** Document segment **
== == ==
Judge Harold R. Banke.
Nuisance, etc. Peach Superior Court. Before Judge Christian.
After allegedly experiencing continued flood damage to his property, Mack M. Martin asserted claims for nuisance, trespass, bad faith, and inverse condemnation against the City of Fort Valley (the "City"). Enumerating three errors, Martin appeals the summary judgment awarded against him.
Martin's property faces U. S. Highway 341 South and Lawn Street. To assist Martin with runoff problems caused by the resurfacing of U. S. Highway 341, under the supervision of the City's superintendent of public utilities, City employees constructed and installed a storm sewer along Lawn Street. In so doing, they attached pipes to the existing drainage system built by the Department of Transportation.
Martin asserted that his residence and commercial garage sustained significant damage from the surface water runoff that discharged from that storm sewer onto his property. According to Martin, the storm sewer installed by the City discharged on the edge of his property and opened toward his home. Martin alleged that the flood damage had caused severe damage to his home including its carpet, drywall, floors, doors, and walls. As some proof that the City had assumed some liability for the flood damage, Martin testified that the City reimbursed him for part of the expense for repairing the doors of his shop.
== == ==
** Region labeling items **
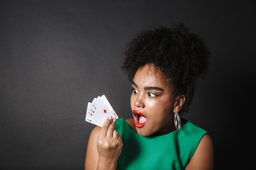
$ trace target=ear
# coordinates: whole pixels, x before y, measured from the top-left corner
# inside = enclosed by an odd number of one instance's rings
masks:
[[[177,96],[175,99],[174,103],[174,107],[173,108],[173,112],[178,113],[184,104],[185,99],[185,95],[181,95]]]

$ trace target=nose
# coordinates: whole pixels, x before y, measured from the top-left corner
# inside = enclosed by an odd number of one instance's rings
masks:
[[[145,107],[144,99],[141,95],[142,94],[135,95],[134,104],[137,107],[144,108]]]

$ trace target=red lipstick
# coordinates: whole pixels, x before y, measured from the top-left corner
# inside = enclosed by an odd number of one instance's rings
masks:
[[[134,117],[135,126],[138,128],[141,128],[143,127],[147,121],[146,118],[141,113],[138,111],[134,110],[132,110],[132,113],[134,115]],[[140,121],[141,123],[139,123]]]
== == ==
** Stated problem 1 **
Duplicate the court opinion word for word, starting at "Martin's property faces" and ending at "Department of Transportation.".
** Stated problem 2 **
Pick up the court opinion on Martin's flood damage claims where it stops and continue it.

** Written reply 1 **
Martin's property faces U. S. Highway 341 South and Lawn Street. To assist Martin with runoff problems caused by the resurfacing of U. S. Highway 341, under the supervision of the City's superintendent of public utilities, City employees constructed and installed a storm sewer along Lawn Street. In so doing, they attached pipes to the existing drainage system built by the Department of Transportation.

** Written reply 2 **
Robert E. DeLoach, Jr., a professional civil engineer, conducted a personal inspection of Martin's property. DeLoach determined that the relief storm sewer had been "poorly built" by the City. DeLoach specifically criticized the vertical placement of the invert of the storm sewer as it exited from the DOT junction box and the inadequate relief capacity of the storm sewer. DeLoach concluded that "[t]he manmade [sic] drainage of the roadway storm water onto the Martin property appears to have been and continues to be the cause of water damage to the Martin property and improvements."
The trial court held that the City owed no duty to Martin for maintaining U. S. 341, a state highway, because the City had never entered a specific agreement to do so. OCGA 32-4-93 (b). The trial court found that the City exercised ordinary care in installing the storm sewer and granted the City judgment as a matter of law. Held:
1. Martin contends that the trial court overlooked the legal consequences of the City's actions in constructing a drainage system that affected his property. We agree.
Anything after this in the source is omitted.